▶ _Passage cité_:
□ □ □ □ □

Édition revue et corrigée pour Corpus des Troubadours, 2013.

156,015- Falquet de Romans

v. 3. C : que·ns essenha quec dia ; Rf : que m’ense(i)nha qu’ieu dia. Tous les éditeurs, à l’exception de Raynouard, ont suivi les copistes de Rf. Comme le dit F. J. Oroz Arizcuren, dia ne saurait signifier ‘jour’, ce qui provoquerait une répétition, difficilement admissible dans un tel poème, du mot rime dans des vers consécutifs. Le déroulement de l’expression nous indique qu’il s’agit ici du verbe dire. Pour autant, nous ne croyons pas nécessaire de renoncer à la lectio difficilior de C qui suppose ainsi une parataxe : ‘nous enseigne à chacun à dire ...’.
 
v. 4. C : velhatz ; Rf : levatz. On peut songer que la version de C représente une réminiscence de m’esvelharai (v. 2) ; mais, outre que cela n’est pas une raison suffisante pour abandonner le ms. de base, F. J. Oroz A. émet l’idée que ce mot viendrait rappeler ici l’exhortation de Mathieu 26, 41, 46 : Vigilate.
 
v. 5. CR : Senhors ; f : Seinhors. CRf : Dieus. La présence de l’-s à la fin du premier mot s’explique par l’emploi fréquent du cas régime pour l’apostrophe. En ce qui concerne le mot Dieus, F. J. Oroz A. suppose que l’-s est un son de transition destiné à éviter l’hiatus. En fait, celui-ci ne semble pas avoir gêné les troubadours. V. une autre explication supra, chanson V, note au v. 49.

□ □ □ □ □

▶ _Extrait de données_:
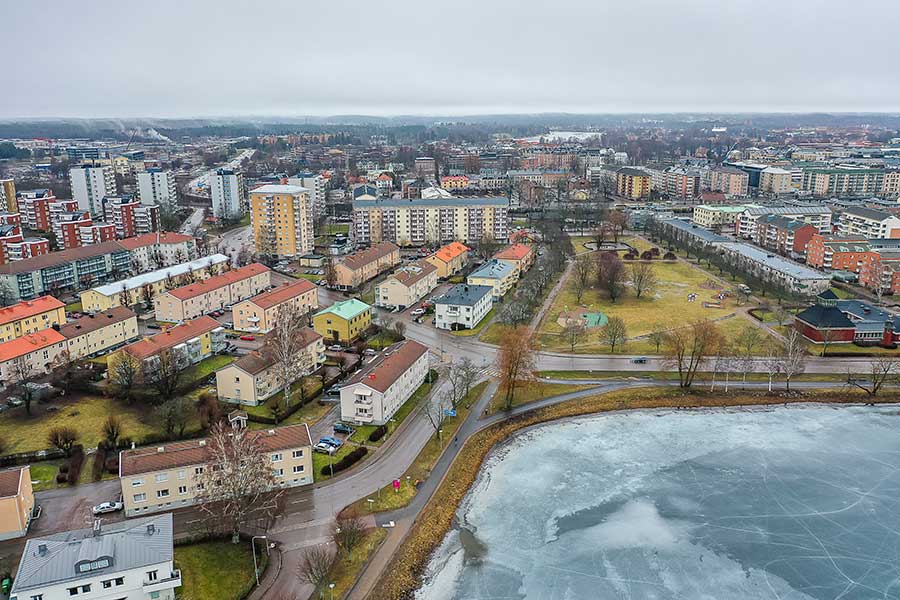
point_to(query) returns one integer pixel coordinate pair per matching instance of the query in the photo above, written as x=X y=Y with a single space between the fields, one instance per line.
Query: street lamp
x=253 y=550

□ □ □ □ □

▶ _Consignes_:
A. D'après les notes sur Falquet de Romans, quel éditeur n'a pas suivi les copistes de Rf au v. 3 ?
B. Poursuivez les notes sur Falquet de Romans à la suite de leur dernière phrase.

▶ _Réponses par consigne_:
A. Raynouard.

B.
 
vv. 6-7. F. J. Oroz A. note qu’on entend en ces vers l’écho de Nox praecessit, dies autem appropinquavit, Rom. 13, 12, que précède justement le verset : quia hora est iam nos de somno surgere, La Lír. relig., 163.
 
v. 12. CRf : jorn. Dans le refrain, le mot jorn, sujet masc. sing., reçoit l’-s de flexion au v. 27 dans C et aux vv. 27 et 42 dans f, mais l’-s manque ici dans les trois mss, au v. 42 dans C, au v. 57 dans Cf. Cette absence paraît résulter d’une erreur de copiste plutôt que d’une faute du poète due au délabrement de la déclinaison à son époque.
 
v. 13. C indique ici clar temps, mais il porte bien clar cel au retour du refrain.
 
v. 16. C : nasquetz, Rf : nasques. Comme le montre l’emploi du pronom personnel vos, au v. 22, et du possessif vostra, au v. 24, ce verbe est bien à la 2º personne du pluriel. L’évolution de -tz en -s à la finale n’a rien de surprenant ; ainsi tous les mss s’accordent pour lire fos au v. 19. Si Appel donne bien fotz comme 2º personne du pluriel au prétérit, il signale fos dans la liste des variantes (3, 544 ; 64, 44 ; 82, 49), Chrest., xl.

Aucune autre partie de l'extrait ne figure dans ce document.